**Task directions**
What is needed is an exact printout of all the data.

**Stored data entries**
==================================================
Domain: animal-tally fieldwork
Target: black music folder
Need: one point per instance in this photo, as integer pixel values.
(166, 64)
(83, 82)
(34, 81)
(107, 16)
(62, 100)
==================================================
**Task solution**
Domain: animal-tally fieldwork
Target: black music folder
Need: one point per instance in this photo, as integer pixel values.
(166, 64)
(83, 82)
(34, 81)
(107, 16)
(62, 100)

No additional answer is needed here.